● **Excerpt provided**
'''
It makes me cry to think of us breaking up because I know it brings hurt…. to him… to my kids… to our friends. I’m not blaming him… it takes two to make a marriage and two to neglect it. Two to let it die, and two to revive it.
Somewhere in our marriage I lost my voice. I stopped dreaming for myself. I stopped asking for what I needed. Perhaps I should have fought harder. Perhaps I should have yelled more, cried more, talked more. Perhaps I should have stood up for me more. Perhaps I should have taken a break more often.
The realisation that this is over has been extremely hard. To be honest it was probably before Christmas I realised. Christmas was bittersweet knowing it would be our last as a family. Our holiday to ‘celebrate’ 25 years of marriage, marred because I was so unhappy. Our first child’s wedding with a sense of sadness knowing this is the only one we would be together for. And the last month, knowing deep in my heart and soul that I can’t go back. I can’t try again. That I no longer want to try. I don’t have the capacity to try.
'''
● **Supplied information**
'''
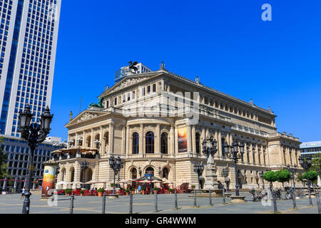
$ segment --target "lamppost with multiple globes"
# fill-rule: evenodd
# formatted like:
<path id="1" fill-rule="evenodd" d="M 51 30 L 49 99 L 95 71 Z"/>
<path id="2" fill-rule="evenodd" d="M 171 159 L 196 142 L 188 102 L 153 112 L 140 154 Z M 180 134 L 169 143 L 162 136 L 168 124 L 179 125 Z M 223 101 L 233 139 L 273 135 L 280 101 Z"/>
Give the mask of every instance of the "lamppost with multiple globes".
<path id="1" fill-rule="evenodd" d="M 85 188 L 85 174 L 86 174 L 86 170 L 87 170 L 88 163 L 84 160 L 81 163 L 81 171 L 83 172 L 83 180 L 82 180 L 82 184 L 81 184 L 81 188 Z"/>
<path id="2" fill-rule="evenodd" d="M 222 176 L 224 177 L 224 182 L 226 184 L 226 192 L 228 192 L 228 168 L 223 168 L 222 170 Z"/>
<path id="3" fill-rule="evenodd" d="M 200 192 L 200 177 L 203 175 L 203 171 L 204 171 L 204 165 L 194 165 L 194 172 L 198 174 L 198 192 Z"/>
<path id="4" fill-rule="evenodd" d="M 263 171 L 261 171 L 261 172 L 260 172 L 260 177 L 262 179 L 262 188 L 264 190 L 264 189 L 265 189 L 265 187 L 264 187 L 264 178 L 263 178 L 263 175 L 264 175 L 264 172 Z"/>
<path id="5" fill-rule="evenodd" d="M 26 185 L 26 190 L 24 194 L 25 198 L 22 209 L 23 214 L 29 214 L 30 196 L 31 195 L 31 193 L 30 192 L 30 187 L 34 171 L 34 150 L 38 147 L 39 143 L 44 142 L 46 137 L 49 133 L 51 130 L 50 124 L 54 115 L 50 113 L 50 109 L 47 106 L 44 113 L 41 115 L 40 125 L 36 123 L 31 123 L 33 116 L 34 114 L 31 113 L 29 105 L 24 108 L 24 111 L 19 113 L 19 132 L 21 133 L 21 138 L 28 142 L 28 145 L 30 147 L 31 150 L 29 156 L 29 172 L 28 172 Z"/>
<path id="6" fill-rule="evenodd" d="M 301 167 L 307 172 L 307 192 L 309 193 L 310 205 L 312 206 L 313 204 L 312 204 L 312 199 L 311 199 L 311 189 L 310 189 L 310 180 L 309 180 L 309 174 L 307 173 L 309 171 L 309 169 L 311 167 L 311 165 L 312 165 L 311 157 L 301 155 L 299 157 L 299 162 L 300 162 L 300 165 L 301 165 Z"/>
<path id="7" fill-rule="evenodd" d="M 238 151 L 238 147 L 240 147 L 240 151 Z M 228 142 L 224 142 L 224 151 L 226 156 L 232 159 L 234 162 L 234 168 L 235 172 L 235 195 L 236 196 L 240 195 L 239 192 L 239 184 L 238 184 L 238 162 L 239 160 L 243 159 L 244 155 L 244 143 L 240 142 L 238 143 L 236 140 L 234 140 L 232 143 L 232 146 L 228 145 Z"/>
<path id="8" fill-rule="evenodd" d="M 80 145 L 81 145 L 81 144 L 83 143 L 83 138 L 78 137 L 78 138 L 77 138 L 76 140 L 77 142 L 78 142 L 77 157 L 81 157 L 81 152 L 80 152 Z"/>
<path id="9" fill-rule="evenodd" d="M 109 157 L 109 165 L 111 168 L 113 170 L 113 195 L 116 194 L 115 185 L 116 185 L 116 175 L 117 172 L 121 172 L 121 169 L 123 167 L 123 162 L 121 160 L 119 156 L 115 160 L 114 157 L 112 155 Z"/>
'''
'''
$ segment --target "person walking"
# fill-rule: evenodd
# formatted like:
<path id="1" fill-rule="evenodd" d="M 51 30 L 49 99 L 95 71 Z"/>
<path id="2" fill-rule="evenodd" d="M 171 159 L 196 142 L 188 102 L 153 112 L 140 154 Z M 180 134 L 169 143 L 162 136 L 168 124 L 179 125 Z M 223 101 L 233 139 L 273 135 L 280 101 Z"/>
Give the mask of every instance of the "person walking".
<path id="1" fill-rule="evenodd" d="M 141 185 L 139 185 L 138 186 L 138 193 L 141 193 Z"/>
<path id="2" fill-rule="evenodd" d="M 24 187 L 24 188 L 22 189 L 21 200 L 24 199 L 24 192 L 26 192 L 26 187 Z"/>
'''
● **Exercise set**
(a) In the excerpt on the end of a marriage, how many years of marriage was the holiday meant to celebrate?
(b) Please update the excerpt on the end of a marriage between "Somewhere in our" and "capacity to try.", inclusive, so that "heartbreaking" replaces "bittersweet", and give that part again.

● **Exercise results**
(a) 25 years.

(b)
Somewhere in our marriage I lost my voice. I stopped dreaming for myself. I stopped asking for what I needed. Perhaps I should have fought harder. Perhaps I should have yelled more, cried more, talked more. Perhaps I should have stood up for me more. Perhaps I should have taken a break more often.
The realisation that this is over has been extremely hard. To be honest it was probably before Christmas I realised. Christmas was heartbreaking knowing it would be our last as a family. Our holiday to ‘celebrate’ 25 years of marriage, marred because I was so unhappy. Our first child’s wedding with a sense of sadness knowing this is the only one we would be together for. And the last month, knowing deep in my heart and soul that I can’t go back. I can’t try again. That I no longer want to try. I don’t have the capacity to try.